(PROBLEMS TO SOLVE)
1. In the Paxil thread, explain why Synapse says there was no need to visit the forum. Answer in one to three sentences.
2. Rewrite the passage of the Paxil thread from "I've been on" to "(May 30, 2005)", substituting "message board" for "forum".

(EXTRACTED TEXT)
+ + + + +

# Paxil - interesting



## mcsiegs (Apr 27, 2005)

I have had DP since 10th grade (comes and goes).

I started Paxil in the beginning of 2001 (only 10 mg). The DP went away for 3 1/2 years! Imagine how happy I was? No DP at all...knew exactly who I was, did a one-year work assignment in the United Kingdom, etc.

Well, stupid me, I tried to get off of it earlier this year (2005) because I thought maybe I could deal with it. BIG MISTAKE. So, I went back on the 10mg, and unfortunately it is not having the same effect it did before. I have DP back.

My psychiatrist just upped my dosage to 20mg yesterday. We'll see how it goes. I use alcohol (wine helps me) and Ativan to get through some nights now


----------



## Guest (May 6, 2005)

Yeah,don't ever jump off of ANY of these medications cold turkey, esspecially paxil. Paxil withdrawal is supposedly the second most brutal withdrawal besides benzo withdrawal. When you stop it you can literally go psychotic and experience horrible sensations such as electrical zaps in the brain and a relapse of DP/DR. I know that when I stopped it c/t, I had DP/DR so bad that I felt like someone had given me the strongest batch of dope known to man. It was horrific. When I tapered it, the problems were diminished. Good luck to you!


----------



## Guest (May 9, 2005)

thats how my DP is, im on 30mg of paxil ive been on it now for like 7 years, but my Dp comes and goes i was going on like 5months without it, and now this month its haunting me down like a bitch.


----------



## lyssy (Dec 7, 2004)

i was on paxil for a couple months at an ending dose of 25 mg. one week i just cut the pills in half for a couple days and then stopped altogether. The next 5 days were complete hell and I basically could only sleep. i feel alot better now that I am off them though. I dont feel myself completely but im just hoping time -not medicine- can cure that one.


----------



## Synapse (Aug 15, 2004)

I've been on paxil 60mg for 7 weeks and the DR/DP went away completely for me hence no need to visit this forum. However yesterday it all came back horribly.


----------



## Universal (May 30, 2005)

i'm gonna start taking Paxil, going on 12 1/2 milligrams, is that enough? that's how much the doc gave


----------



## Guest (Aug 28, 2005)

I am thinking of going on paxil but does it make you gain weight if so how mcuh and what are the other side effects?

I know someone who gained alot of weight from using it and it make them really sick as well but just wondering what all you have to say

Thanks.


----------

+ + + + +

(Stored items)
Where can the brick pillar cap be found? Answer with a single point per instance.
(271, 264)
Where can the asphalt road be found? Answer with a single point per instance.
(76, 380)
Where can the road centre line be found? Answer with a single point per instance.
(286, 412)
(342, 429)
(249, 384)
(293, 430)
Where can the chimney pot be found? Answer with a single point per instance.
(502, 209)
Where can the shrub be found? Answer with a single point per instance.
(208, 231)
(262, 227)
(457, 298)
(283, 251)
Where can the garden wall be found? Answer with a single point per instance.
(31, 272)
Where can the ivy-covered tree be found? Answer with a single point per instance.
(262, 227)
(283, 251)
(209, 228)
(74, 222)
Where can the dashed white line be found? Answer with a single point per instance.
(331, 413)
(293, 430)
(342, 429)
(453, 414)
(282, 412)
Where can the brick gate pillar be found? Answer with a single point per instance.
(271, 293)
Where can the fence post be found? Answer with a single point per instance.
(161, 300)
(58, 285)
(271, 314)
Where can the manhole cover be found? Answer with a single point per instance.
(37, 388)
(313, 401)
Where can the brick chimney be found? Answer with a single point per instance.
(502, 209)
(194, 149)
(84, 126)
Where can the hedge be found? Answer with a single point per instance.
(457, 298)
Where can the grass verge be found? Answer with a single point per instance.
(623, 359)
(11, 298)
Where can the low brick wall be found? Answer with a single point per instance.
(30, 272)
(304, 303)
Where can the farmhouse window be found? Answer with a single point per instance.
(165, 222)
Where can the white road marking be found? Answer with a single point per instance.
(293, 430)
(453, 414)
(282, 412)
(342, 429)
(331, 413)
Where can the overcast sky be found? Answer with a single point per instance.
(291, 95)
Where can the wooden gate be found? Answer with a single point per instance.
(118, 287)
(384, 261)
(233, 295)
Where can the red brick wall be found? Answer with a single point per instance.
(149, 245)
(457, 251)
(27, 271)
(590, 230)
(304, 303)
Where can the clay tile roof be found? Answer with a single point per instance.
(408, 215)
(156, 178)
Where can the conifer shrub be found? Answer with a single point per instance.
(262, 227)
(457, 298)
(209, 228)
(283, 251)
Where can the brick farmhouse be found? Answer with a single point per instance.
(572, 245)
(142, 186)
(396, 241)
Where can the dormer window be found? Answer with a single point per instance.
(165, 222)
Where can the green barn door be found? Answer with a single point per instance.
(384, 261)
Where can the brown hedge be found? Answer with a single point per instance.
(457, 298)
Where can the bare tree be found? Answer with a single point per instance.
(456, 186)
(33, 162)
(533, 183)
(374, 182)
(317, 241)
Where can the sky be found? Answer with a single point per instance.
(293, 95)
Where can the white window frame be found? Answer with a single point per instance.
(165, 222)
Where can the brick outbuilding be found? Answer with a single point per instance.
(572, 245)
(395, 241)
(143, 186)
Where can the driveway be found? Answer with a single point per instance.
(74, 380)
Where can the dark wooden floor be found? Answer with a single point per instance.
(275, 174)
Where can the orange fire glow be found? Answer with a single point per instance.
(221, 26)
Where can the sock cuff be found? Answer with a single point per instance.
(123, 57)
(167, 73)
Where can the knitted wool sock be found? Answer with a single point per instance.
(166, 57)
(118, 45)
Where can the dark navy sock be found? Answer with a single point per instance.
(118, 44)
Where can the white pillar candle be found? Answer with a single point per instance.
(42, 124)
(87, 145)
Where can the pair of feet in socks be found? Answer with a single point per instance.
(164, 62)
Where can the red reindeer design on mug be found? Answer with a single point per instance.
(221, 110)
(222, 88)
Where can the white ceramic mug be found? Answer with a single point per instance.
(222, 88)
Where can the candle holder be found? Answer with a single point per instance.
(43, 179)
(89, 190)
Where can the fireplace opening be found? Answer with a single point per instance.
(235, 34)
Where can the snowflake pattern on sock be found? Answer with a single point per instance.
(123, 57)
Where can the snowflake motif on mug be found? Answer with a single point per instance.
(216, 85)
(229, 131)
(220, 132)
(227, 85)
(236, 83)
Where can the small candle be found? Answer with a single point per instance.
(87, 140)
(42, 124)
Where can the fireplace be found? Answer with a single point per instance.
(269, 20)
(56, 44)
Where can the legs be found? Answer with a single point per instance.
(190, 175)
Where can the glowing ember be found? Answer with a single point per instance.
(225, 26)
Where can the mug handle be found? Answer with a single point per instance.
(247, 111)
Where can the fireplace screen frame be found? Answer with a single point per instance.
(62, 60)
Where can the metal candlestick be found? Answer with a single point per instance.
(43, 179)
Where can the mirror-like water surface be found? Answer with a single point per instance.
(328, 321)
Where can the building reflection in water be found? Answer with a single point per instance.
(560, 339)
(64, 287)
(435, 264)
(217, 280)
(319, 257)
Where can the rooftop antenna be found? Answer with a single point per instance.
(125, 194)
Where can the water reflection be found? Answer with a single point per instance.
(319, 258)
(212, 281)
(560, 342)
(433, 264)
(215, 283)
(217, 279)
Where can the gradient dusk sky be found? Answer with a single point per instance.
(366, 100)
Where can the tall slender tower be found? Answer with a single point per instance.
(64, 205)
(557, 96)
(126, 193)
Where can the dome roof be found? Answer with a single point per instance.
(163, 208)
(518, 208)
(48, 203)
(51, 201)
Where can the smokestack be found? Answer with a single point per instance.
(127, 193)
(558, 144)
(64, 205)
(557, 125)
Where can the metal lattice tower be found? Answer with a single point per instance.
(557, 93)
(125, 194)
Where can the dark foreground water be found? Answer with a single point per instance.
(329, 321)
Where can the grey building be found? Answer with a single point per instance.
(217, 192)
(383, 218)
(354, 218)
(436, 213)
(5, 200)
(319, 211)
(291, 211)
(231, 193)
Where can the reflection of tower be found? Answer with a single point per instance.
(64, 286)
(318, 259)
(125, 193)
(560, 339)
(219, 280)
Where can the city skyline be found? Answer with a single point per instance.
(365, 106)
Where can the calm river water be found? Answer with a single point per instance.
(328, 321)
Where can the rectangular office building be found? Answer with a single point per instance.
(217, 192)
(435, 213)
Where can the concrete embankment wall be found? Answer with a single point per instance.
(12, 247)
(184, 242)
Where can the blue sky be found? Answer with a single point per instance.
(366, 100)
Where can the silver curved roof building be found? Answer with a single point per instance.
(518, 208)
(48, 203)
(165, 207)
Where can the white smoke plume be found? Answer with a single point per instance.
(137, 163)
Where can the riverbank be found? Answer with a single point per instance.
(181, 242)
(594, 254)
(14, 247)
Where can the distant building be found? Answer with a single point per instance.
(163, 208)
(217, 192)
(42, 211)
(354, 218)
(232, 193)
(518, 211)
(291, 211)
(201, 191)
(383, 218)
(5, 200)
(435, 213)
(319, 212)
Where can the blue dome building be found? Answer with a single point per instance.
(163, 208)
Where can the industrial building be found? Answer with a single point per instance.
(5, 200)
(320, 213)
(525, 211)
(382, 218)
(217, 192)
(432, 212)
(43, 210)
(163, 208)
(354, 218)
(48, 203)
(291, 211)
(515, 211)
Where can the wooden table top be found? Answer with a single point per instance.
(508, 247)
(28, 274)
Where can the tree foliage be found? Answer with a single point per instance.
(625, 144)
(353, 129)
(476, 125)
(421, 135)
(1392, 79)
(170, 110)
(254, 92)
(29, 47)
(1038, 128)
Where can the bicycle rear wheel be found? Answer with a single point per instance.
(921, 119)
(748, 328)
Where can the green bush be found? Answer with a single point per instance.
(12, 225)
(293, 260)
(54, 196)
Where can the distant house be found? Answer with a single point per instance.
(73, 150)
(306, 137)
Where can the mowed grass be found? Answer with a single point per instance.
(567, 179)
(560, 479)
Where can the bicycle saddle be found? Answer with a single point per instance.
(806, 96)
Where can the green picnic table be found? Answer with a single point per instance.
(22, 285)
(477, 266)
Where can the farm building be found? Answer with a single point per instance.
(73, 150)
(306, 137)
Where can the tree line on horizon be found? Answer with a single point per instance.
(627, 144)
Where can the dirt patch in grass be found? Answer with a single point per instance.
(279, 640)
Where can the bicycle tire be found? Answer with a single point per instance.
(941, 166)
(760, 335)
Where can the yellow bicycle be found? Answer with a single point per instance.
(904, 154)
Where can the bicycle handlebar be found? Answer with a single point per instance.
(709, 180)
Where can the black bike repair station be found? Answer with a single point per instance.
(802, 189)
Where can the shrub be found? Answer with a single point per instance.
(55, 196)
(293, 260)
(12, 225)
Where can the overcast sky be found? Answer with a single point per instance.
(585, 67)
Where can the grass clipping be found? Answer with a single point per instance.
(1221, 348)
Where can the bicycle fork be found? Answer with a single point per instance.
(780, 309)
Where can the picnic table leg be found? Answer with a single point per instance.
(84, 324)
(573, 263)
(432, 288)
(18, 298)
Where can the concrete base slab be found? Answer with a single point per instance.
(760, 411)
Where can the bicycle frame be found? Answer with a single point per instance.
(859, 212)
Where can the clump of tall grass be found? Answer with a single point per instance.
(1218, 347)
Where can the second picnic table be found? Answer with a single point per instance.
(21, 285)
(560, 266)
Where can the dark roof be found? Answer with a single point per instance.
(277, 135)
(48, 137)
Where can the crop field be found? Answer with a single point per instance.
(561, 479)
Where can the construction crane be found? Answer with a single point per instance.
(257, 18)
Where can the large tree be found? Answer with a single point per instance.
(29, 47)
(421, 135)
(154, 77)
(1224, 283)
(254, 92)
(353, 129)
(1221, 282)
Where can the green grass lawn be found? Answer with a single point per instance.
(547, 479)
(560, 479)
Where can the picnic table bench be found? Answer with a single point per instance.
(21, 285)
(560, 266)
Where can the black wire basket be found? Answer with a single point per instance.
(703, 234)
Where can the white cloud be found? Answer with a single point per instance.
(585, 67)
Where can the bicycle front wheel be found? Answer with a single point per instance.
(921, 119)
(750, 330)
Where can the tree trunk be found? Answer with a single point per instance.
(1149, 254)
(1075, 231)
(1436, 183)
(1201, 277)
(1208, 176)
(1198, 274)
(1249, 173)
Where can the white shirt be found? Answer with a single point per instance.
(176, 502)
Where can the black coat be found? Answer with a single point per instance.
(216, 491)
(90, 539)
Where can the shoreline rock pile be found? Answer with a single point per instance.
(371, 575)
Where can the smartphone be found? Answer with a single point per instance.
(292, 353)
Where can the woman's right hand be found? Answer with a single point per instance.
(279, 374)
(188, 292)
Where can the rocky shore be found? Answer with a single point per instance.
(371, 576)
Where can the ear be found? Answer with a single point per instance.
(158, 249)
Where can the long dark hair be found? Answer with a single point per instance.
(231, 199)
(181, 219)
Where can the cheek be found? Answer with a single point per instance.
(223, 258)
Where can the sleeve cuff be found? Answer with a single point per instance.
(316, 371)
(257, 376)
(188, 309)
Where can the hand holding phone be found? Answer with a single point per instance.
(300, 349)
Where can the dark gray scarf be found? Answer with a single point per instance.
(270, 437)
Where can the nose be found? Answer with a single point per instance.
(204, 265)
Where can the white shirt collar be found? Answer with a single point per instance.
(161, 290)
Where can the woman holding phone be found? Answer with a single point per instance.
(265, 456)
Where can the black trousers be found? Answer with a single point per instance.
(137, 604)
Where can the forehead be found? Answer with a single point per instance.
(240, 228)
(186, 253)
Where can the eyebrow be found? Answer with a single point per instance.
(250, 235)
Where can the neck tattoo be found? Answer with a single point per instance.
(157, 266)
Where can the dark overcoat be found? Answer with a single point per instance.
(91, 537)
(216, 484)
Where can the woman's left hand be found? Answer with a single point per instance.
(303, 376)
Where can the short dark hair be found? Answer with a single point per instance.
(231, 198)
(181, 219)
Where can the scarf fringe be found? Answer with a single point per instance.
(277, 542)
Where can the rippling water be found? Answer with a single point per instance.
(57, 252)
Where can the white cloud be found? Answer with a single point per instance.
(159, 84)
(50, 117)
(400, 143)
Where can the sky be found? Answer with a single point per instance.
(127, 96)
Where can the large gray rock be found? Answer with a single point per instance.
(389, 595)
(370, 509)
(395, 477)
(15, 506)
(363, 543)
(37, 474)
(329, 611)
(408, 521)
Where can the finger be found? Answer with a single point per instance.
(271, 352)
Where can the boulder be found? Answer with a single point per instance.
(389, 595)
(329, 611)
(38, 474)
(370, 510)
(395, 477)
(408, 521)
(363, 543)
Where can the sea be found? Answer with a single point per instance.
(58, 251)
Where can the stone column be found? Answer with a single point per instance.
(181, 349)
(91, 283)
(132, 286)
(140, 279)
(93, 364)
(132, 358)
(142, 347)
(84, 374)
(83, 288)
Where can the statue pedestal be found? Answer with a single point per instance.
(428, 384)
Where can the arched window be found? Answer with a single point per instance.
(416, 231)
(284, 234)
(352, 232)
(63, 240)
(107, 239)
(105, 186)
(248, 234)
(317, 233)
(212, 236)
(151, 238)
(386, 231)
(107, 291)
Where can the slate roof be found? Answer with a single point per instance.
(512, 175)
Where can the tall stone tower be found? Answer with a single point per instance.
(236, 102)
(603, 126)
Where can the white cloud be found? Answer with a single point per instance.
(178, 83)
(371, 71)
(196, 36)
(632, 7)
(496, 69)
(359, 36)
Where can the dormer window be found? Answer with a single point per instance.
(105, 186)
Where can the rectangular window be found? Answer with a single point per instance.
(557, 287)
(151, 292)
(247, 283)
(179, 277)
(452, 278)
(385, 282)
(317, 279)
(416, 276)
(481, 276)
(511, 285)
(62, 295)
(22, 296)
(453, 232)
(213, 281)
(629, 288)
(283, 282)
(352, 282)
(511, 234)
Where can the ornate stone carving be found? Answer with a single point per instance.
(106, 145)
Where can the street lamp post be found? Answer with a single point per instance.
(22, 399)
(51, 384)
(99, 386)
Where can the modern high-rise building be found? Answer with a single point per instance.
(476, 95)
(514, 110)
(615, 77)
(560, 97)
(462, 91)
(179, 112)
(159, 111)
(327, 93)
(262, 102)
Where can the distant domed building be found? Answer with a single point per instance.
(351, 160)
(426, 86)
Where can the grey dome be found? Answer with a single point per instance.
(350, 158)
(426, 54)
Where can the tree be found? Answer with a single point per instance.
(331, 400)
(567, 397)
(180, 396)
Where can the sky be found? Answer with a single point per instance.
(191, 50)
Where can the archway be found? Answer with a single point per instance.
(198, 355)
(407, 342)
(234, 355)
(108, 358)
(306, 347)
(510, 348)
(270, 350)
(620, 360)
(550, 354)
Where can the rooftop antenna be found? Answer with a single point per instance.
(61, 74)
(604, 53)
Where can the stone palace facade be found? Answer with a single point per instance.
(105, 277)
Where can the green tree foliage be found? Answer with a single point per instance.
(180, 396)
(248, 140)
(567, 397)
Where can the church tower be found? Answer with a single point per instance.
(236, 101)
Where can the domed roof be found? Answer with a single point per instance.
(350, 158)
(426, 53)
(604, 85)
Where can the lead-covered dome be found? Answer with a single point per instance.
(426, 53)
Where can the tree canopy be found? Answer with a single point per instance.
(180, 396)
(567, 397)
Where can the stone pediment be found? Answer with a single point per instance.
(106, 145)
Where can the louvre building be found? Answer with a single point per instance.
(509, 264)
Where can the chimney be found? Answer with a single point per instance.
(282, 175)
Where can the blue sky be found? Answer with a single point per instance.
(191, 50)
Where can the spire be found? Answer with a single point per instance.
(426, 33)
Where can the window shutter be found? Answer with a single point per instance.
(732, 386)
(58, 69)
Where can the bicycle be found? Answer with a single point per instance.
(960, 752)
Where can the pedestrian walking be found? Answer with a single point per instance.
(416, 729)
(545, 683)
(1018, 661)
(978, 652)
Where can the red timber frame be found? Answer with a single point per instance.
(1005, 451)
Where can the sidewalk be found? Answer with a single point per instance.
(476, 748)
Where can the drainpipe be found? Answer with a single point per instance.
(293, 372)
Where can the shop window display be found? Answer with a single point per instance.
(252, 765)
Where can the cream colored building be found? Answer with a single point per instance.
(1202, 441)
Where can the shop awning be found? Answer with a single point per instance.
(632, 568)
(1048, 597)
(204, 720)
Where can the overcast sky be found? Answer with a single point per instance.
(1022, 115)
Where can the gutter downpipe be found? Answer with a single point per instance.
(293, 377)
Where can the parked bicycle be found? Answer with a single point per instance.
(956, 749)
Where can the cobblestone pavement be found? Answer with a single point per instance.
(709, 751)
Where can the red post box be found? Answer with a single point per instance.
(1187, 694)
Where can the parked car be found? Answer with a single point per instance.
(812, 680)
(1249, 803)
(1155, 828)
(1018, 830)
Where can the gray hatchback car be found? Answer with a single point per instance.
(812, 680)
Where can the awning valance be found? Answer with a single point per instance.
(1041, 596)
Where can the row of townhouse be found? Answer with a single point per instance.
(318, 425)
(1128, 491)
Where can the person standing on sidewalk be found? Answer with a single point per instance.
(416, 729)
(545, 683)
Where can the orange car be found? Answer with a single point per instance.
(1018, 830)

+ + + + +

(TASK SOLUTIONS)
1. After seven weeks on 60mg of Paxil, Synapse's DR/DP had gone away completely, so there was no need to visit the forum. Synapse adds that it all came back horribly the day before the post.

2.
I've been on paxil 60mg for 7 weeks and the DR/DP went away completely for me hence no need to visit this message board. However yesterday it all came back horribly.


----------



## Universal (May 30, 2005)